### Records supplied
---

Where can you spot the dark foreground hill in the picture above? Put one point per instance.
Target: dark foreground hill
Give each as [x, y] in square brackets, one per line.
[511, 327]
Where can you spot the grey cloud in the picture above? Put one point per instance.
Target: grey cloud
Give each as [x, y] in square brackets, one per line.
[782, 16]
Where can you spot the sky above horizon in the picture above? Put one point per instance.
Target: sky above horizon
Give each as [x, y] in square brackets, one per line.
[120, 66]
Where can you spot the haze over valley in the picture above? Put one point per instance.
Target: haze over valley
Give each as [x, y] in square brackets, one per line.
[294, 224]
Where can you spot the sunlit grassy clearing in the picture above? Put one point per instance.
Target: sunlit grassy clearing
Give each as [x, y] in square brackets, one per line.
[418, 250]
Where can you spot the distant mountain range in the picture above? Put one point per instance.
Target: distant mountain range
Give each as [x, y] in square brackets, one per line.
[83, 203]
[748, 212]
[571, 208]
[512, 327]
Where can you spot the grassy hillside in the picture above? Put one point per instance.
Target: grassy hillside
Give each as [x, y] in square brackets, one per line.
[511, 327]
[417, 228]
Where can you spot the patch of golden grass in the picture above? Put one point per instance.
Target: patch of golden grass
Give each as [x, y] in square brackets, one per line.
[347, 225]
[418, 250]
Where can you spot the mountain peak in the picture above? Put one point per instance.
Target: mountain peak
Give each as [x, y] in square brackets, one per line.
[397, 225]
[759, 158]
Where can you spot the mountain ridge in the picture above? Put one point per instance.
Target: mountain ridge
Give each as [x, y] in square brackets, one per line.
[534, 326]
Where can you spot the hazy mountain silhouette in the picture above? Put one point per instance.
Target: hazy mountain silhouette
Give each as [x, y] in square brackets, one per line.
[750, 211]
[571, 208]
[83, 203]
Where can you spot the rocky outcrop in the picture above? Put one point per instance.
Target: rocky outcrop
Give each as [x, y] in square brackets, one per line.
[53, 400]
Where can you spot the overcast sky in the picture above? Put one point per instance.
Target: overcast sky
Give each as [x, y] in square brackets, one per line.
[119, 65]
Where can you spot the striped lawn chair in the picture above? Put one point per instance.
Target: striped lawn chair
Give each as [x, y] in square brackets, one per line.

---

### How to complete this task
Exactly and without omission, set down every entry.

### Result of this task
Where can you spot the dark foreground hill in the picture above? Put one point per instance.
Target: dark foreground hill
Give each as [x, y] in square brackets, one per line.
[511, 327]
Where can you spot the grey cloud in the picture above? Put one point per instance.
Target: grey cloud
Give each as [x, y] in square brackets, one per line.
[782, 16]
Where can you spot the sky above horizon in the picture above? Put one point per instance.
Target: sky above horizon
Give each as [x, y] in square brackets, one per line.
[120, 66]
Where can you spot the haze over valley in the picture above? Put one point per instance.
Target: haze over valley
Give each as [x, y] in square brackets, one per line.
[294, 224]
Where can you spot the sunlit grassy clearing in the picture above? Put one point per instance.
Target: sunlit grassy clearing
Give each as [x, y] in square brackets, one per line.
[418, 250]
Where can you spot the distant mountain range in the picture above? Put one point per instance.
Target: distant mountain range
Give each as [x, y] in square brackets, one per line.
[83, 203]
[748, 212]
[571, 208]
[512, 327]
Where can you spot the grassy hillside in the picture above? Put one point per instance.
Target: grassy hillside
Give each as [x, y] in square brackets, one per line.
[511, 327]
[417, 228]
Where can you spot the patch of golden grass in the picture above? Put one point per instance.
Target: patch of golden grass
Give each as [x, y] in square brackets, one per line.
[347, 225]
[418, 250]
Where can you spot the mountain peak in the picture above? Put one point per instance.
Target: mountain peak
Give each as [x, y] in square brackets, one per line.
[397, 225]
[759, 158]
Where can you spot the mountain ridge in the picture above? Put one point per instance.
Target: mountain ridge
Give each as [x, y] in square brackets, one per line.
[534, 326]
Where can you spot the hazy mountain silhouette in the picture above? Put one point per instance.
Target: hazy mountain silhouette
Give each as [x, y] in square brackets, one per line.
[750, 211]
[571, 208]
[83, 203]
Where can you spot the rocky outcrop in the picture above? Put one point per instance.
Target: rocky outcrop
Give each as [x, y] in square brackets, one per line.
[53, 400]
Where can you spot the overcast sky in the picture above? Put one point per instance.
Target: overcast sky
Give each as [x, y] in square brackets, one per line.
[119, 65]
Where can you spot the striped lawn chair in the picture above? Put one point per instance.
Target: striped lawn chair
Give each as [x, y] in square brackets, one per line.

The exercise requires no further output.